■ INSTRUCTION
Find the line that contains "the church roof." and print it and every line after it, exactly, please.

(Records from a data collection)
* start *

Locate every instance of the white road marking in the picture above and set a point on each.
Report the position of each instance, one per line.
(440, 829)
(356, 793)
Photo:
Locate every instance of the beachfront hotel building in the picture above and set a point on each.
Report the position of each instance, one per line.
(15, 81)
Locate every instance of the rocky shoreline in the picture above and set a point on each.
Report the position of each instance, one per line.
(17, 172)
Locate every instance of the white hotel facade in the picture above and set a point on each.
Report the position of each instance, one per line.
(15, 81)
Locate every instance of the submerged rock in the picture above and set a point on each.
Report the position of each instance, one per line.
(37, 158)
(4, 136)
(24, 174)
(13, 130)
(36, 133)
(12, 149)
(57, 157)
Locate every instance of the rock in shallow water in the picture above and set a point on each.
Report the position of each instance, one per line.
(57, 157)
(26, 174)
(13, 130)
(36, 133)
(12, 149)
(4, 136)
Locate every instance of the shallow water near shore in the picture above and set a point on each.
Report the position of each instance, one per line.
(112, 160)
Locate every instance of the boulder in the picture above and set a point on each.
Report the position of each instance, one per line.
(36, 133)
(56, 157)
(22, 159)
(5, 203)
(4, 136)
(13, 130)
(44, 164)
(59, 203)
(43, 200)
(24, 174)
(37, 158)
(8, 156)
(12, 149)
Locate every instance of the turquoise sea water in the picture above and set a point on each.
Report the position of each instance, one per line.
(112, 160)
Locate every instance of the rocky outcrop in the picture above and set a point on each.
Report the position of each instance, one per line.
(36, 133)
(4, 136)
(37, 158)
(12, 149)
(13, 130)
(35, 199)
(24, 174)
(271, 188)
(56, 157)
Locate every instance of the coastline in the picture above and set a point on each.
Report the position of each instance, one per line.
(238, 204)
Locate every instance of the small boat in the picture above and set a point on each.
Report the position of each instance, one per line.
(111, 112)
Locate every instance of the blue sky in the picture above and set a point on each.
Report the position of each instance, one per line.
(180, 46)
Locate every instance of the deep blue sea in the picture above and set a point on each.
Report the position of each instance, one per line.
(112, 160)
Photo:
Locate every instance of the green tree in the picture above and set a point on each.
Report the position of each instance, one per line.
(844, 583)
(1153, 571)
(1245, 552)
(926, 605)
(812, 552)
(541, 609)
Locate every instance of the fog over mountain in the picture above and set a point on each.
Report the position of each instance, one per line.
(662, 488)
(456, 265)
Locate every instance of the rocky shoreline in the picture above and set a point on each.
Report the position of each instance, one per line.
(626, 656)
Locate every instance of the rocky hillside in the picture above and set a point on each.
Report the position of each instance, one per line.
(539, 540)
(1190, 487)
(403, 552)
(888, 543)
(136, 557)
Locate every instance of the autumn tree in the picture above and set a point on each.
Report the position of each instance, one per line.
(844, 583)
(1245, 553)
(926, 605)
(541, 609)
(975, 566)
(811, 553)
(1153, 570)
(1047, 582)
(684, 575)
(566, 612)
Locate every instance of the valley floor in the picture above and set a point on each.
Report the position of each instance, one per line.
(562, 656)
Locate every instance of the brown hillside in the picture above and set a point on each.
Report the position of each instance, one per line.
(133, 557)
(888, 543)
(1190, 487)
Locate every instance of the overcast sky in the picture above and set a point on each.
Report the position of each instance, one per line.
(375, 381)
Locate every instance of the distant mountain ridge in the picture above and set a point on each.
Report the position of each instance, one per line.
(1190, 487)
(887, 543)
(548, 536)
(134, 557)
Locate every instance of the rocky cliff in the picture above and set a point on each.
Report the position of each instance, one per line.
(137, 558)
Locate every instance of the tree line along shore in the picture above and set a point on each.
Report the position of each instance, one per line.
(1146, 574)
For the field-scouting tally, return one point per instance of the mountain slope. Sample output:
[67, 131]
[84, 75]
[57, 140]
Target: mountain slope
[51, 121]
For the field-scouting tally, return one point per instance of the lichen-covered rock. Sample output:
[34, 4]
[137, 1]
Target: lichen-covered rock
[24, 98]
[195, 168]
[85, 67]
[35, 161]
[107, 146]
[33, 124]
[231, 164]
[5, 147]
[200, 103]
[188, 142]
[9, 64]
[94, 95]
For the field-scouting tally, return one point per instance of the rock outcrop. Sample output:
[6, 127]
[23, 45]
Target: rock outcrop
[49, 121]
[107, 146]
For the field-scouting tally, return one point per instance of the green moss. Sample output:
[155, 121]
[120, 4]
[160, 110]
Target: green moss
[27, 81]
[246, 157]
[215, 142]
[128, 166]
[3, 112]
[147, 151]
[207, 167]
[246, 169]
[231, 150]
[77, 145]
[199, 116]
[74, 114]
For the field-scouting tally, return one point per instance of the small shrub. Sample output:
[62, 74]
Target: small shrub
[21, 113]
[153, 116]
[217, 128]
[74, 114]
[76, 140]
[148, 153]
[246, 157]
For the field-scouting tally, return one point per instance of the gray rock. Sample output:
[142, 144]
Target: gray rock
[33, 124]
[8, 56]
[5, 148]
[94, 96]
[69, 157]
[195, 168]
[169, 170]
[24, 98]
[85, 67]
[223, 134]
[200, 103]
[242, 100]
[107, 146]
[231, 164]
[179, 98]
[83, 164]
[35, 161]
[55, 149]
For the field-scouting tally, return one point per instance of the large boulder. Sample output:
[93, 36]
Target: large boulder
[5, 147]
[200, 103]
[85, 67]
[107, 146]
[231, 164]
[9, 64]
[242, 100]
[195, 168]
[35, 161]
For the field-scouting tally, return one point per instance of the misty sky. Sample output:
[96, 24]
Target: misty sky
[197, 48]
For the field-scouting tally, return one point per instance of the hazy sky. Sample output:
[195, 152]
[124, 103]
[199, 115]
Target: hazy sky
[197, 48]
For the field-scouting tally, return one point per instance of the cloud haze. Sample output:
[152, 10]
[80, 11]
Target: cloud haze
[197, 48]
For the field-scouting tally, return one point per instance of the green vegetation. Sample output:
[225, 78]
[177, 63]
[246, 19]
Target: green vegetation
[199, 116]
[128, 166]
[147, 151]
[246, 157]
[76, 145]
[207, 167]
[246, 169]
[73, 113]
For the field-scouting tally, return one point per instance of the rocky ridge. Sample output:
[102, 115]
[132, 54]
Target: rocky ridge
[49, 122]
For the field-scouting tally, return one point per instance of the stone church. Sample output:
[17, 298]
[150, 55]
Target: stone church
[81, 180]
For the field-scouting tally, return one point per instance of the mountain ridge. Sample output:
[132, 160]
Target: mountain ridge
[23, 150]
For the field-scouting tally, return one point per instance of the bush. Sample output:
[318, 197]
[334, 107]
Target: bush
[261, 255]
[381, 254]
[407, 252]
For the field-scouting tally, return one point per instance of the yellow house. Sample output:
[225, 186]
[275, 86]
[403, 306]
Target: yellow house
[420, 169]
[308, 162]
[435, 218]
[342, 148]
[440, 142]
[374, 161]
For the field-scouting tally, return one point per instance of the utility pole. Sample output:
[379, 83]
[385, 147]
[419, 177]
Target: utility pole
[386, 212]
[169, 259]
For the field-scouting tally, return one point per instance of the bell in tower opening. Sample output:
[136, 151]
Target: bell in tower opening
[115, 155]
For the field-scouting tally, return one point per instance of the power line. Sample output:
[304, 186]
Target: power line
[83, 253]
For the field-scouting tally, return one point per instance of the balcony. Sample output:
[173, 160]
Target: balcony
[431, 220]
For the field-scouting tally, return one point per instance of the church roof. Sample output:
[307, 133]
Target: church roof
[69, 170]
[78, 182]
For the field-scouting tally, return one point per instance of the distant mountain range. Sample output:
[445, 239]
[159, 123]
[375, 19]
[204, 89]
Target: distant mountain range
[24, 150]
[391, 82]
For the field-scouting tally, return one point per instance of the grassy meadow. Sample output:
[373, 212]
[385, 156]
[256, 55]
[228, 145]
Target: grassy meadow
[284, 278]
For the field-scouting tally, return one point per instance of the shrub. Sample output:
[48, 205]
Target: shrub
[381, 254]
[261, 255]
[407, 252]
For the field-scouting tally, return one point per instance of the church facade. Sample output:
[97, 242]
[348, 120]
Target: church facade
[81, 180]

* end *

■ OUTPUT OF THE TASK
For the field-scouting tally, return one point per instance of the church roof. Sample output:
[307, 133]
Target: church roof
[69, 170]
[78, 182]
For the field-scouting tally, return one point per instance of the distant mountain range. Sample output:
[445, 239]
[159, 123]
[375, 19]
[204, 89]
Target: distant mountain range
[24, 150]
[391, 82]
For the field-scouting tally, return one point per instance of the grassy meadow. Sample output:
[373, 212]
[385, 156]
[256, 55]
[228, 145]
Target: grassy meadow
[284, 278]
For the field-scouting tally, return one point per instance of the shrub. Sample output:
[48, 205]
Target: shrub
[381, 254]
[261, 255]
[407, 252]
For the field-scouting tally, return one point per instance of the church facade. Sample output:
[97, 242]
[348, 120]
Target: church facade
[81, 180]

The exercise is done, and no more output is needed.